▸ **TO DO**
[1] Using the immigration article below, answer each question.
(a) What two positions has Peter Kirsanow held?
(b) How many people are on food stamps?
(c) What percentage of the decline in black employment rates does immigration account for?
[2] For each statement, say whether the immigration article below supports it. Answer yes or no, and quote the words from the article that decide it.
(a) The bill would grant amnesty to 11 million illegal immigrants.
(b) The unemployment rate for blacks without a high school diploma is under 20 percent.
(c) Construction is named as an industry where blacks historically have been highly concentrated.

SELECTED TEXT below:

And Now, Back to Immigration

Let’s put aside the Obama administration’s scandals for a moment, and return to an issue that will have a great deal more to do with America’s future: immigration. The proposed Gang of Eight bill will result in somewhere between 30 million and 57 million new immigrants over the next ten years. This is, in a nutshell, why the bill is so bad. The impact of such a mass influx of immigrants, the vast majority unskilled, on America’s existing pool of unskilled and semi-skilled labor will be catastrophic.

Peter Kirsanow is a member of the U.S. Commission on Civil Rights and a former member of the National Labor Relations Board. Writing in the New Journal & Guide, he explains why the immigration bill will be a “disaster” for low-skilled workers, especially African-Americans:

[T]he employment picture for low-skilled workers is abysmal. The employment rate has been above 7.5 percent for more than four years and millions have dropped out of the workforce entirely. Among those without a high school diploma, the unemployment rate in April reached 11.4 percent, and for blacks without a high school diploma, it is more than 24 percent. The labor-force participation rate is at historic lows and long-term unemployment is the worst since the Great Depression. The workweek is shrinking, as well as wage rates. Barely one in two adult black males has a full time job. A record 47 million people are on food stamps.

The immigration reform bill has the potential to make things even worse. Not only will the bill grant amnesty to 11 million illegal immigrants, it will act as a magnet for future illegal immigration and substantially increase the number of legal immigrants. It is conservatively estimated that the bill will result in 30 – 33 million additional immigrants over the next 10 years.

The bill is structured so that most of the immigrants will be low-skilled. These immigrants will compete with Americans in the low-skilled labor markets. The competition is most fierce in some of the industries in which blacks historically have been highly concentrated, such as construction, agriculture and service. Since the supply of low-skilled workers already exceeds the demand, the massive influx in low-skilled immigrants bodes ill for all such workers, but particularly black males.

This is an issue, as Mr. Kirsanow points out, that has already been studied. The effects of mass, unskilled immigration on the existing labor pool are known:

Evidence adduced before the U.S. Commission on Civil Rights shows that immigration accounts for 40 percent of the 18 point percentage decline in black employment rates over the last several decades – the bulk of the decline occurring among black males. That’s hundreds of thousands of blacks thrown out of work; hundreds of thousands that can’t support their families without taxpayer assistance.

End of SELECTED TEXT.
GIVEN INFORMATION below:

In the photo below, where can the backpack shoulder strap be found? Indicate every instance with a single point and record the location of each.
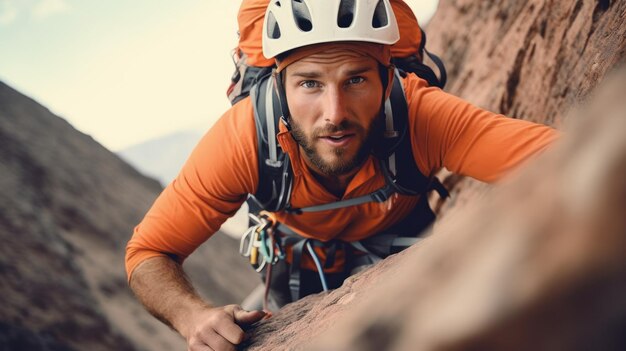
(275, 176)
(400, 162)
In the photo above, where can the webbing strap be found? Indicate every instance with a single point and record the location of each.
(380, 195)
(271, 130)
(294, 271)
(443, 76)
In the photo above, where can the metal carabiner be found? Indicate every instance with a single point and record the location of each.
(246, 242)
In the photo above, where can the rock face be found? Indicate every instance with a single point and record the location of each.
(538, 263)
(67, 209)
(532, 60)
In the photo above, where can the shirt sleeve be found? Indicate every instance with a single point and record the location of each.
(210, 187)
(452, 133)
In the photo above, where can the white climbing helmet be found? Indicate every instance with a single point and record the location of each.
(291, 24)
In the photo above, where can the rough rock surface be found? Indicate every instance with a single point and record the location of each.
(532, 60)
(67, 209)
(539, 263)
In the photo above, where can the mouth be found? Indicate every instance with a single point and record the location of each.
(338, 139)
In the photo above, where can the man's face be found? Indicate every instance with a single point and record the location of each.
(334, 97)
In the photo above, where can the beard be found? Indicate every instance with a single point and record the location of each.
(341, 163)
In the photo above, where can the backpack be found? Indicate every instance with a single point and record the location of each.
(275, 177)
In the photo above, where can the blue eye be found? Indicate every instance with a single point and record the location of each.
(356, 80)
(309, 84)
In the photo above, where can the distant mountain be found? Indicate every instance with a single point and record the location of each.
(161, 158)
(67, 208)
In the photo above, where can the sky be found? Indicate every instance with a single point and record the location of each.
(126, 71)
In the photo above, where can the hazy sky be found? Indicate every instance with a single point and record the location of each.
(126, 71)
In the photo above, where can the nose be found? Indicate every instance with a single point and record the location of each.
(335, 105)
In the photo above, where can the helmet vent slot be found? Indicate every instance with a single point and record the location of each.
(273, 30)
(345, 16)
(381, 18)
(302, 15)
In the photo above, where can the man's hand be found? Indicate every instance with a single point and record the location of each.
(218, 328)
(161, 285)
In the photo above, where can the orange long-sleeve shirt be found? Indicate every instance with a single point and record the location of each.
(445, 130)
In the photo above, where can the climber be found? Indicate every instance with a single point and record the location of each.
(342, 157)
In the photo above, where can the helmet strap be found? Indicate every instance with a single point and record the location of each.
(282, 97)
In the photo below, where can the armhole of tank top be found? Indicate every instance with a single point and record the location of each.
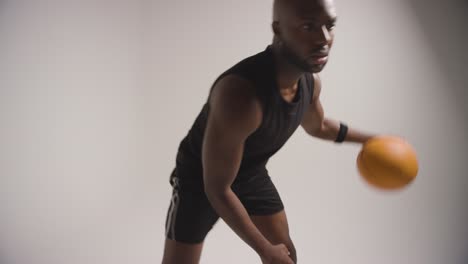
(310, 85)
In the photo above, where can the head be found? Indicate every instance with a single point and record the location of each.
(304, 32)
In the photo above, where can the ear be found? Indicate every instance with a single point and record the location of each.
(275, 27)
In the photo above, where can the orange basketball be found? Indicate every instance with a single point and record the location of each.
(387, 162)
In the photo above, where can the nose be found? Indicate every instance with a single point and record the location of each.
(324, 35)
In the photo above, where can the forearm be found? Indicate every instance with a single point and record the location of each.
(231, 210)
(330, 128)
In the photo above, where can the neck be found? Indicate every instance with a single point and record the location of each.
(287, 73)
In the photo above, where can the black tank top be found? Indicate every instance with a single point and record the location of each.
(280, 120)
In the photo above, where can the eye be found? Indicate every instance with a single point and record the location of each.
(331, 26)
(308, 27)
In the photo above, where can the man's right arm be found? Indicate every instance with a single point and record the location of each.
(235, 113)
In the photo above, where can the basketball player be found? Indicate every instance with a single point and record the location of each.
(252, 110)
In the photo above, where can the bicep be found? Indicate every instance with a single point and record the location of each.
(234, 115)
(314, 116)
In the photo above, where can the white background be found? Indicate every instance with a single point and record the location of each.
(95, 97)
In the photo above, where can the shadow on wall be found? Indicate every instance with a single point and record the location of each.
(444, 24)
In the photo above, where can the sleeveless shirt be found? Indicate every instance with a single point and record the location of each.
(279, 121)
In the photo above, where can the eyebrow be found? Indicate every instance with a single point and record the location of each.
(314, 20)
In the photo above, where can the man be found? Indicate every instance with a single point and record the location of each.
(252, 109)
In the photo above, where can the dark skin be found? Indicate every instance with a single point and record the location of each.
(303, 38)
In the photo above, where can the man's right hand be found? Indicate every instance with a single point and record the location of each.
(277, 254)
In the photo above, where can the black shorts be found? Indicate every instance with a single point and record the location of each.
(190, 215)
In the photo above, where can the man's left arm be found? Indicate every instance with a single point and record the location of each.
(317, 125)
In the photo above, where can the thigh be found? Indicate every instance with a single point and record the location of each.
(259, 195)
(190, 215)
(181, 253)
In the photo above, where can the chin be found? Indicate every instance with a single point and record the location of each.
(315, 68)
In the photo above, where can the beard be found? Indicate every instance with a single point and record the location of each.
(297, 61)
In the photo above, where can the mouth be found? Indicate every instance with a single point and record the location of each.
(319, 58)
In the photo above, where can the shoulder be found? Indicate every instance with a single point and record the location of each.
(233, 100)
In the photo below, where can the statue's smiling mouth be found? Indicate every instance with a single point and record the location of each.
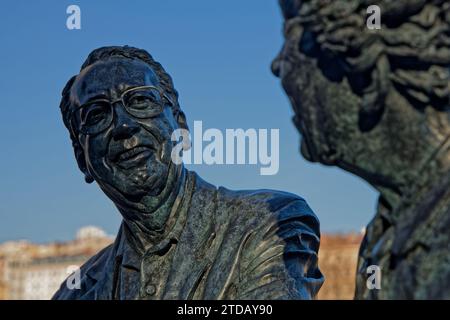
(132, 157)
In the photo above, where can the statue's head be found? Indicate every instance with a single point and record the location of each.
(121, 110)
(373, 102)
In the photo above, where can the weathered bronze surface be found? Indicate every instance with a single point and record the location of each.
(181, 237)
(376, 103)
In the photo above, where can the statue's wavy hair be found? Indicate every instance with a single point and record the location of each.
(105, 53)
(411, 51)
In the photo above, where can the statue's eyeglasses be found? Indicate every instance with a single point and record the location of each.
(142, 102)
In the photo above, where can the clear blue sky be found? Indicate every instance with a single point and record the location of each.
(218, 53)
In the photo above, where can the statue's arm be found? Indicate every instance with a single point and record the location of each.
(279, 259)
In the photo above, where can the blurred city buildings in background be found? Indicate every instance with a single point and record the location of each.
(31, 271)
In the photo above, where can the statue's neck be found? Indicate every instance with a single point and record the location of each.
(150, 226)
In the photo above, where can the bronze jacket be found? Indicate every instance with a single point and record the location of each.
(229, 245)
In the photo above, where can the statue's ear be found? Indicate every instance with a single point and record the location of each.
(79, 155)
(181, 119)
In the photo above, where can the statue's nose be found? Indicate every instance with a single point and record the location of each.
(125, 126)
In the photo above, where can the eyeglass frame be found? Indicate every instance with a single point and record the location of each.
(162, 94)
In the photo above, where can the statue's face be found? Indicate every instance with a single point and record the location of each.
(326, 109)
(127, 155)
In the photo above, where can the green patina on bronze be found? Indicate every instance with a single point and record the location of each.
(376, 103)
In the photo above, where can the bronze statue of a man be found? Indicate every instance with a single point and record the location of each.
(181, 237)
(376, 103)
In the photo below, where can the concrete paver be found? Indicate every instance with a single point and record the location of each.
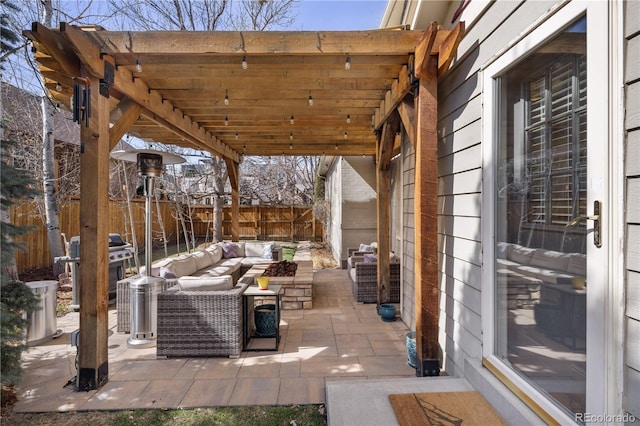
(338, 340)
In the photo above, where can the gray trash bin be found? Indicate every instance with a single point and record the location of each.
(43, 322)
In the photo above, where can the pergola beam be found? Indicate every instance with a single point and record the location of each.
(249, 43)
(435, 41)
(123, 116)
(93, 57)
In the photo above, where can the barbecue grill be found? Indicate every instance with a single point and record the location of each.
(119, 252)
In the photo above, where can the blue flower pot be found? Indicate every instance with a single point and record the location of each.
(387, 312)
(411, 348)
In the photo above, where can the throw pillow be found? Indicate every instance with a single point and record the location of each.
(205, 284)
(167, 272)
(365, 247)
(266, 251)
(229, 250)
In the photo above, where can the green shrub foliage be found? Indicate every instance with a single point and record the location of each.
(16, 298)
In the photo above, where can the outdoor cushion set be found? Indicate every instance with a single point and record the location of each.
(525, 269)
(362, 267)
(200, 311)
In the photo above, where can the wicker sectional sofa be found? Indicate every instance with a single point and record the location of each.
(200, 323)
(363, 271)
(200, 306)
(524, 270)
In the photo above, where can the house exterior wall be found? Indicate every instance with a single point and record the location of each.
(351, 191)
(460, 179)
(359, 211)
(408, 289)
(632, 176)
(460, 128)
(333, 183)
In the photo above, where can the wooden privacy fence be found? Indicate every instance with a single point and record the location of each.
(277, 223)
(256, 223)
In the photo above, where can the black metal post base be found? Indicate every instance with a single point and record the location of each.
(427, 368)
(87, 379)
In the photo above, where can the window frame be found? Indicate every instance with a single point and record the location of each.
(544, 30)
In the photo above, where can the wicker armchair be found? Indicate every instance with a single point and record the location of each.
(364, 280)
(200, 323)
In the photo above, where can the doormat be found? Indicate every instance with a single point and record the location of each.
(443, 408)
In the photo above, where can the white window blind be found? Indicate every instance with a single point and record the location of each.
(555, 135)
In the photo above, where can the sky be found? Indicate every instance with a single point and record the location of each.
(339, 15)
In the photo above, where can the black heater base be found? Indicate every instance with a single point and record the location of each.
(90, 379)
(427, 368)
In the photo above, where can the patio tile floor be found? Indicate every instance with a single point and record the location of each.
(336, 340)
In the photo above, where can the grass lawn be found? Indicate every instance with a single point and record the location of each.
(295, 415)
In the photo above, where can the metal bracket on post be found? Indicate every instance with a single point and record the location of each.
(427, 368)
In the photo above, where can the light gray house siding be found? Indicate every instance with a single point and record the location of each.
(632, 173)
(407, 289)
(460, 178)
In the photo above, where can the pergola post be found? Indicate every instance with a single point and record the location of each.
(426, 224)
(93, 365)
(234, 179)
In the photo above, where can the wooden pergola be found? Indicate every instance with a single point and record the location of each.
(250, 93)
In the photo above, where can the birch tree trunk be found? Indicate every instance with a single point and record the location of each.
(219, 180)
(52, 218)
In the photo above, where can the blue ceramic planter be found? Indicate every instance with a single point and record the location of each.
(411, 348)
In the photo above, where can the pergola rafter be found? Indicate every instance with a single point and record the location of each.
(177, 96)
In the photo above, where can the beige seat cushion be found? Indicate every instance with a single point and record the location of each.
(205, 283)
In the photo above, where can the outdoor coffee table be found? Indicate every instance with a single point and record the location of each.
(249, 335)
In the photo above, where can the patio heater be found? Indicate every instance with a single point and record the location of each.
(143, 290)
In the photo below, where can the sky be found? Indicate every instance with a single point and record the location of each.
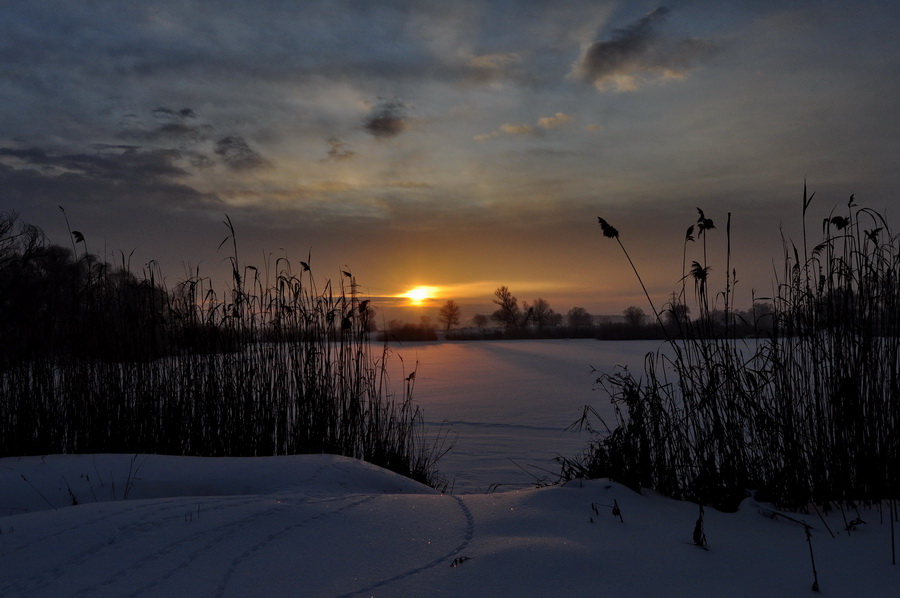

End of GIVEN INFORMATION.

▸ **RESULTS IN ORDER**
[1]
(a) Member of the U.S. Commission on Civil Rights and former member of the National Labor Relations Board
(b) A record 47 million
(c) 40 percent

[2]
(a) Yes: "Not only will the bill grant amnesty to 11 million illegal immigrants"
(b) No: "for blacks without a high school diploma, it is more than 24 percent"
(c) Yes: "such as construction, agriculture and service"